▶ [CONSIGNES]:
A – Dans le texte sur le foie gras, recopiez le passage qui commence aux mots « Le foie gras : roi » et s'arrête après « personnes âgées (2). », en remplaçant « Lyon » par « Bordeaux ».
B – D'après le texte sur le foie gras, combien de tonnes de foie gras ont été commercialisées sur le marché français en 2017 ?

▶ [TEXTE FOURNI]:
===============

Gavage des oies : c’est quoi le problème ?

Le foie gras : roi absolu des repas de fêtes, star des débats de fin d‘année et monument de la gastronomie française. En 2017, plus de 13 000 tonnes de foie gras ont été commercialisées sur le marché français (1).

Mais année après année, les actions menées par des associations dénonçant les conditions de vie atroces des animaux poussent des milliers de personnes à se détourner du foie gras.

Pour faire face à cet éveil des consciences, plusieurs marques commercialisent dorénavant des alternatives végétales. C’est le cas de l’enseigne Picard, qui a annoncé lancer sa version végétale du foie gras pour les fêtes. À Lyon, l’association PETA et la mairie du 8e arrondissement ont distribué du foie gras vegan à 400 personnes âgées (2).

Autant de signaux faibles qui nous montrent que, découronner le roi de la souffrance animale durant les fêtes, ce n’est finalement pas une mission impossible !

Le foie gras, c’est d’abord une histoire de gavage

Le foie gras serait d’origine égyptienne : c’est en observant les oies et les canards migrer le long du Nil que les Égyptiens se seraient rendu compte que les animaux se gavaient de nourriture pour préparer leur long voyage. Ils ont alors compris que l’accumulation de graisse dans le foie leur permettait de tenir le coup. Le foie gras est alors né (3).

===============

▶ [DONNÉES ENREGISTRÉES]:

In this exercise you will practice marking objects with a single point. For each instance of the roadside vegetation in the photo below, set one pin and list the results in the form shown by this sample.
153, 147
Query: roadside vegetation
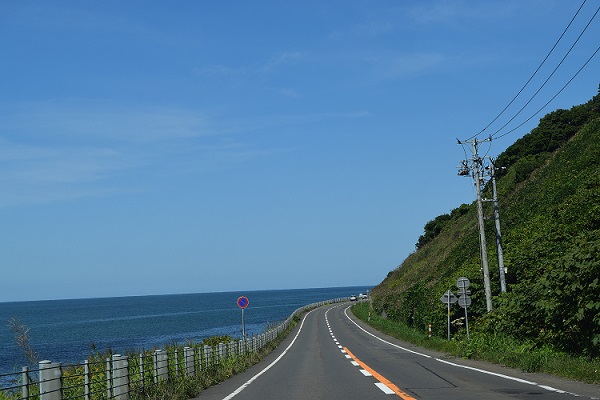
549, 318
177, 386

===============

▶ [LISTE DES RÉPONSES]:
A –
Le foie gras : roi absolu des repas de fêtes, star des débats de fin d‘année et monument de la gastronomie française. En 2017, plus de 13 000 tonnes de foie gras ont été commercialisées sur le marché français (1).

Mais année après année, les actions menées par des associations dénonçant les conditions de vie atroces des animaux poussent des milliers de personnes à se détourner du foie gras.

Pour faire face à cet éveil des consciences, plusieurs marques commercialisent dorénavant des alternatives végétales. C’est le cas de l’enseigne Picard, qui a annoncé lancer sa version végétale du foie gras pour les fêtes. À Bordeaux, l’association PETA et la mairie du 8e arrondissement ont distribué du foie gras vegan à 400 personnes âgées (2).

B – Plus de 13 000 tonnes.